Saved entries:

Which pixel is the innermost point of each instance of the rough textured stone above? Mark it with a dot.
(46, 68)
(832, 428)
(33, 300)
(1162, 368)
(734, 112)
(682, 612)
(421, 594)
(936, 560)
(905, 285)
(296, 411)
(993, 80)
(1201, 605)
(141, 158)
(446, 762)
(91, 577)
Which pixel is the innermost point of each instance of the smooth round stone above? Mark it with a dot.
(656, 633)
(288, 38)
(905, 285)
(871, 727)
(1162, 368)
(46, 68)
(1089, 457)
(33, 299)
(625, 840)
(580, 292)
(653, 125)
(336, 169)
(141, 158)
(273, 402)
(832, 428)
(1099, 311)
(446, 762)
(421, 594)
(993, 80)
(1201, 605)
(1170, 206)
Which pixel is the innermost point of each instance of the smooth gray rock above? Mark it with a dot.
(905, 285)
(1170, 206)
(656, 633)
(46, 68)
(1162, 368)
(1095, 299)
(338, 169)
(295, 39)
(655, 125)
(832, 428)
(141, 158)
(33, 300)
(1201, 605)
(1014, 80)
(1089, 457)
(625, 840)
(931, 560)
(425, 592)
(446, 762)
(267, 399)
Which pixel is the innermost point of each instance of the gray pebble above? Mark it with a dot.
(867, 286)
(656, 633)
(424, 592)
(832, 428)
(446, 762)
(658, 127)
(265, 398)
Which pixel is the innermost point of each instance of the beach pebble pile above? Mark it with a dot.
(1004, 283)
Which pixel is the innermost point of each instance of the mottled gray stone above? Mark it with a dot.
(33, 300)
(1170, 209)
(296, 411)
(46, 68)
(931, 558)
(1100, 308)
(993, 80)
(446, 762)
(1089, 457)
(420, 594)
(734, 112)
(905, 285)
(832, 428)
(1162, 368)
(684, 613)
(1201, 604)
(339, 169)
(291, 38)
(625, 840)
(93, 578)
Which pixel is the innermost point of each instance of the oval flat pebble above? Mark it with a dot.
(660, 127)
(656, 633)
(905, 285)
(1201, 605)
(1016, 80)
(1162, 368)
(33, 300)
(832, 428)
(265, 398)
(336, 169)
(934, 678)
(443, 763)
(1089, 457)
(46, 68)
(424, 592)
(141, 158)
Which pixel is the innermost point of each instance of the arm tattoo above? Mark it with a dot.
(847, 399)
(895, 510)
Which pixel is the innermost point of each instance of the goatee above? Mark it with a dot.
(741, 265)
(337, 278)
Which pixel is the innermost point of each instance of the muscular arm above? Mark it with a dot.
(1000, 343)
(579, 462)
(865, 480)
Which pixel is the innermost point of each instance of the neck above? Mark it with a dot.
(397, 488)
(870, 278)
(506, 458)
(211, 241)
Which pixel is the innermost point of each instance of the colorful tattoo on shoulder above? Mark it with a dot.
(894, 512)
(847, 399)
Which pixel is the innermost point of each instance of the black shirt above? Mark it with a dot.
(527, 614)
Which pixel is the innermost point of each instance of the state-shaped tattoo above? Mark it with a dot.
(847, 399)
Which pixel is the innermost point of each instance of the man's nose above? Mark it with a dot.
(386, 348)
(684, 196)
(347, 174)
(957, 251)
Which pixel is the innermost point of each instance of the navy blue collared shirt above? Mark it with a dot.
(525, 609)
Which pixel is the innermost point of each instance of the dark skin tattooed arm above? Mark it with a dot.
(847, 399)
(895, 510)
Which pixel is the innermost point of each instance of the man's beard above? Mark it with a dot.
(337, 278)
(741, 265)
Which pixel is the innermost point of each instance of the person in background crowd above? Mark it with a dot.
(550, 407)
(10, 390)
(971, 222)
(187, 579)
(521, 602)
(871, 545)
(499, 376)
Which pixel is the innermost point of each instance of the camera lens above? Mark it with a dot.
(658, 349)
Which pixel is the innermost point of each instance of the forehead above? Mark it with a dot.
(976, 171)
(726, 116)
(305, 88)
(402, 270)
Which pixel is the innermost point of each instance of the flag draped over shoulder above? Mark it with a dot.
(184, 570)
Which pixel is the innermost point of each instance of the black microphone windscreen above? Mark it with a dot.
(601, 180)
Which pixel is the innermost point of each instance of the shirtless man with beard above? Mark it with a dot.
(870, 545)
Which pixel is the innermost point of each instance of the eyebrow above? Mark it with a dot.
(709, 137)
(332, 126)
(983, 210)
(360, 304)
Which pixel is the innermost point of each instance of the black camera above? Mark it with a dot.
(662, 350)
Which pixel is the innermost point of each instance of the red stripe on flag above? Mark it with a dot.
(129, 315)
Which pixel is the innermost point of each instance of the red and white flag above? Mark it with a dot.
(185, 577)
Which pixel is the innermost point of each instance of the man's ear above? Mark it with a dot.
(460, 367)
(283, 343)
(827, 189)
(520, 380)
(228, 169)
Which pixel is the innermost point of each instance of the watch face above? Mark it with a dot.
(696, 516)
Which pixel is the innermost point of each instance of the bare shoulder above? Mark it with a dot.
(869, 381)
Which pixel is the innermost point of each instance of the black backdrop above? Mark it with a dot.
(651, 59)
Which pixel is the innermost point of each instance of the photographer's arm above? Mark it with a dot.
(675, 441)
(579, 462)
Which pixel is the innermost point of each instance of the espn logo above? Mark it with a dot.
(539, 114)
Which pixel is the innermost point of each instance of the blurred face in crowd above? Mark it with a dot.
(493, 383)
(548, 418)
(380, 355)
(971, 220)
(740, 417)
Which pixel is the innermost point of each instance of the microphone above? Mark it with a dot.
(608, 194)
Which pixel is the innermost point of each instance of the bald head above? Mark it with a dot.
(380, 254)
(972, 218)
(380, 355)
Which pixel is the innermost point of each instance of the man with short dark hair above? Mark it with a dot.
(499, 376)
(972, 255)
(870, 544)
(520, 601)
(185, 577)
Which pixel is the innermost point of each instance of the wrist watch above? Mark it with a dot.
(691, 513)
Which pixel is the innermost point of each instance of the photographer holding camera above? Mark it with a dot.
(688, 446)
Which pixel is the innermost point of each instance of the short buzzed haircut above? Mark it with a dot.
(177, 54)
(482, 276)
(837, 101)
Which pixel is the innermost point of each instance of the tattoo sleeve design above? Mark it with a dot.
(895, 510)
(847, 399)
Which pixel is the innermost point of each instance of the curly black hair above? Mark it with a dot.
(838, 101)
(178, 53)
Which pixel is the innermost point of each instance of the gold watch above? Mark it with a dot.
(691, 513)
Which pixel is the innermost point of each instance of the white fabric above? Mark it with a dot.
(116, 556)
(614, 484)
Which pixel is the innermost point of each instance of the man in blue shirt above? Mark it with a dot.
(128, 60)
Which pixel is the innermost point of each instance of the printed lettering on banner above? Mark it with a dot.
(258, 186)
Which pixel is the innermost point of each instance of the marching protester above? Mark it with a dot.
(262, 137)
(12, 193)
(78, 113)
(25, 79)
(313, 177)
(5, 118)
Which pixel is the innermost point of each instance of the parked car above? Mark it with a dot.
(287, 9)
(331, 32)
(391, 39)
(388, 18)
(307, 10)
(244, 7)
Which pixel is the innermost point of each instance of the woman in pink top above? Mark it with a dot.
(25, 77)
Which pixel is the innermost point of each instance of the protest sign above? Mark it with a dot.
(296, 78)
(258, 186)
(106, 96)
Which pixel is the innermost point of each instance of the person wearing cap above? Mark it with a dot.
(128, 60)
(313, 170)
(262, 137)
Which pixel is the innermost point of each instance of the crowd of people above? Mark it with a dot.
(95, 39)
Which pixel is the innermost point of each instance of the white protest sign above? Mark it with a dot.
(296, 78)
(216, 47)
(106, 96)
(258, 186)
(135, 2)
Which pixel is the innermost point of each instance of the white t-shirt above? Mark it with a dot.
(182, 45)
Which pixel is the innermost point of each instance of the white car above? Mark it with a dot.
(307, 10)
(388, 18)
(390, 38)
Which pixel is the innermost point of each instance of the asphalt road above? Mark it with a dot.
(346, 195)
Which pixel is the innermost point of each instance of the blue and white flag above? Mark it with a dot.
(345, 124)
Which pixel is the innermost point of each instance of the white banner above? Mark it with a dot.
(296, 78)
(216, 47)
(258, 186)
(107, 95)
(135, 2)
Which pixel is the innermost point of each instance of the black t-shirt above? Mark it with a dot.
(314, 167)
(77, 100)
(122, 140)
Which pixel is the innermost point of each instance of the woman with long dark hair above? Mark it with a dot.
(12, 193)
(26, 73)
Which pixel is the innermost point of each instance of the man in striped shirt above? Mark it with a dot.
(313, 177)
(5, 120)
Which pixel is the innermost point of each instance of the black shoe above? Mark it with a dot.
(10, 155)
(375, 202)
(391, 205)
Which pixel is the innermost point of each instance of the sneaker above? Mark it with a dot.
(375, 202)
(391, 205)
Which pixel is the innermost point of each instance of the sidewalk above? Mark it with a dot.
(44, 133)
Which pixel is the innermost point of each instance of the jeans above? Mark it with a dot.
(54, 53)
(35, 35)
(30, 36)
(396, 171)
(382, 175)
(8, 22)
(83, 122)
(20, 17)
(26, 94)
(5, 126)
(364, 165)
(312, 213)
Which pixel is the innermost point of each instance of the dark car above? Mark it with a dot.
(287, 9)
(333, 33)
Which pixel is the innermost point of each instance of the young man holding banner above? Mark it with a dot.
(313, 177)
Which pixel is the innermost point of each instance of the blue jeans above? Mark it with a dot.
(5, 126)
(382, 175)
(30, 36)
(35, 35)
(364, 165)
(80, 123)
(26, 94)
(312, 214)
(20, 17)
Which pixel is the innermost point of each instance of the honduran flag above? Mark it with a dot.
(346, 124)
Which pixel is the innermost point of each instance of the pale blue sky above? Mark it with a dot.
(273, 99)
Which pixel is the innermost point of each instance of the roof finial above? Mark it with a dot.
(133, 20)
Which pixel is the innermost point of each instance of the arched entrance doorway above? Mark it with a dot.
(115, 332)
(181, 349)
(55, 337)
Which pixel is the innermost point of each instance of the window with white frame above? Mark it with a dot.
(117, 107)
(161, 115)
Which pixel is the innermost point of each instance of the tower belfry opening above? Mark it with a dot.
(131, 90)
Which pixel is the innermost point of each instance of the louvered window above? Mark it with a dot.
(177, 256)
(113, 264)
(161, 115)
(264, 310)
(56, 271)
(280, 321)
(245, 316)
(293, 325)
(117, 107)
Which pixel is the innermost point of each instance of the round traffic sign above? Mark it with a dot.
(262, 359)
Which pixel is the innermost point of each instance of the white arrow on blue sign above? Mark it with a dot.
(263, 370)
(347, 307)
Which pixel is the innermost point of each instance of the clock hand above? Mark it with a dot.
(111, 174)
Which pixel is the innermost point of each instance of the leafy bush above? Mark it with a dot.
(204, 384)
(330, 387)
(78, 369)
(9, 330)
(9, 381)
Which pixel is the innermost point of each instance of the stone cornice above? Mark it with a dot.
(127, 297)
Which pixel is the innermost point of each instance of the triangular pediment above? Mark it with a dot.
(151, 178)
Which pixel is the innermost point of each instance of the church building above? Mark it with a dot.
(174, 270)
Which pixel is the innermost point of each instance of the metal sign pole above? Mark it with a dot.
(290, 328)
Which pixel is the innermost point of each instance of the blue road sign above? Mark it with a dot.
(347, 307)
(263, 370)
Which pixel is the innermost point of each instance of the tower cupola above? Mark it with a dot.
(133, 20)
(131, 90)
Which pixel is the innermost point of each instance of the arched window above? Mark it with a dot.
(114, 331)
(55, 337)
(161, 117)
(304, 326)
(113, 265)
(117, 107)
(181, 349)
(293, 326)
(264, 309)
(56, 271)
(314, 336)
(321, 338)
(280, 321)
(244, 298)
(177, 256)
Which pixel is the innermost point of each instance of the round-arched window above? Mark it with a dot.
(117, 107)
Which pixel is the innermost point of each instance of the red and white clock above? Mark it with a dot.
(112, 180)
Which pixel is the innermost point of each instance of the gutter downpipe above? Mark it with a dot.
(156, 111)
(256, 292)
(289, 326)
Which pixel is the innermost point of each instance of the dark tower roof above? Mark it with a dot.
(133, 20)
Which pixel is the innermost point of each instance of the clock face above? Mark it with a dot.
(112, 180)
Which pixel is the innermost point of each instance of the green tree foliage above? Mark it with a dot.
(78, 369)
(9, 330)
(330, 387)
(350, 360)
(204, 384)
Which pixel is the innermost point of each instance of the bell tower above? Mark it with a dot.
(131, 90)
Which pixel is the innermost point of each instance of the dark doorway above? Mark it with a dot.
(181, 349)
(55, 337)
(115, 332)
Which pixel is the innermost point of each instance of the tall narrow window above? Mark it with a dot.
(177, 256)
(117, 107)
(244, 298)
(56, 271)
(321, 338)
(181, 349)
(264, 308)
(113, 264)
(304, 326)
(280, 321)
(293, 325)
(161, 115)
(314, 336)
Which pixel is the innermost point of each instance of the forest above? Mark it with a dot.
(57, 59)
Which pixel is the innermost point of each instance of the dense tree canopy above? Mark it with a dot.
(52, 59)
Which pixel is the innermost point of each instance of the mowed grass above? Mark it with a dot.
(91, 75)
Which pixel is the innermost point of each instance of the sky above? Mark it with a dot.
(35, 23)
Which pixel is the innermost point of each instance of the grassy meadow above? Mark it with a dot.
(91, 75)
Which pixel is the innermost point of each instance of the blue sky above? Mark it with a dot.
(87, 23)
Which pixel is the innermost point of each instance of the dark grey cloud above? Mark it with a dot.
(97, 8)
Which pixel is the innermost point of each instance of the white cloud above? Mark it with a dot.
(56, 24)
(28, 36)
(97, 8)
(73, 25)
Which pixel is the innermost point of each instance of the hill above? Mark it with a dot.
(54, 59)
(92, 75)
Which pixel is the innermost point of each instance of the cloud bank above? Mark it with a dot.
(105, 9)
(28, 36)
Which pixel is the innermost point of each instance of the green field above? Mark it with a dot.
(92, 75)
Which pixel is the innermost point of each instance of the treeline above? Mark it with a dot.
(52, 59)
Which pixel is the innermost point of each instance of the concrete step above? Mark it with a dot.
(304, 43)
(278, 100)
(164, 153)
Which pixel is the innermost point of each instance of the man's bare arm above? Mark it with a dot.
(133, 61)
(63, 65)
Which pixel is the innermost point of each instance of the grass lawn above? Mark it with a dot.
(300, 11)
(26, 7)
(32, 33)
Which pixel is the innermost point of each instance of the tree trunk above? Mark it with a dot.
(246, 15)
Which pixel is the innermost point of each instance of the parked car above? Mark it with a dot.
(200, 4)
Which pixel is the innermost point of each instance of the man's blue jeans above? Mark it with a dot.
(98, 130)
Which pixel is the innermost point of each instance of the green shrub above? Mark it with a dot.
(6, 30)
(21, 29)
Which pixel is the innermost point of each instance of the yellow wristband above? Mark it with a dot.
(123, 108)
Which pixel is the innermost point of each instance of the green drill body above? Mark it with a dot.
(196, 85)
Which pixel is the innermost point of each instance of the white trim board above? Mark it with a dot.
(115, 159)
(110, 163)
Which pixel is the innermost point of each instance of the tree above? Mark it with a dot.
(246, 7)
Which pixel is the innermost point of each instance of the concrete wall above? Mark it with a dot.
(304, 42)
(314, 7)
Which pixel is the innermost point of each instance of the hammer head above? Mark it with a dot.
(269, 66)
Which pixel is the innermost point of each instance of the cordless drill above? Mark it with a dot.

» WHAT THE TASK ASKS:
Write out again, unchanged, every line from the line containing "body above? Mark it with a dot." to the final line of the material above.

» WRITTEN RESPONSE:
Which pixel is the innermost point of each instance of the green drill body above? Mark it with a dot.
(196, 85)
Which pixel is the innermost point of each instance of the white trim board above? Mark it with a dot.
(115, 159)
(110, 163)
Which pixel is the innermost point of each instance of the tree above? Mark it with a dot.
(246, 7)
Which pixel is the innermost point of each instance of the concrete wall above? Mark it with a dot.
(304, 42)
(314, 7)
Which pixel is the innermost point of each instance of the hammer head above? Mark it with a dot.
(269, 66)
Which pixel is the innermost point of each instance of the cordless drill above? Mark it with a dot.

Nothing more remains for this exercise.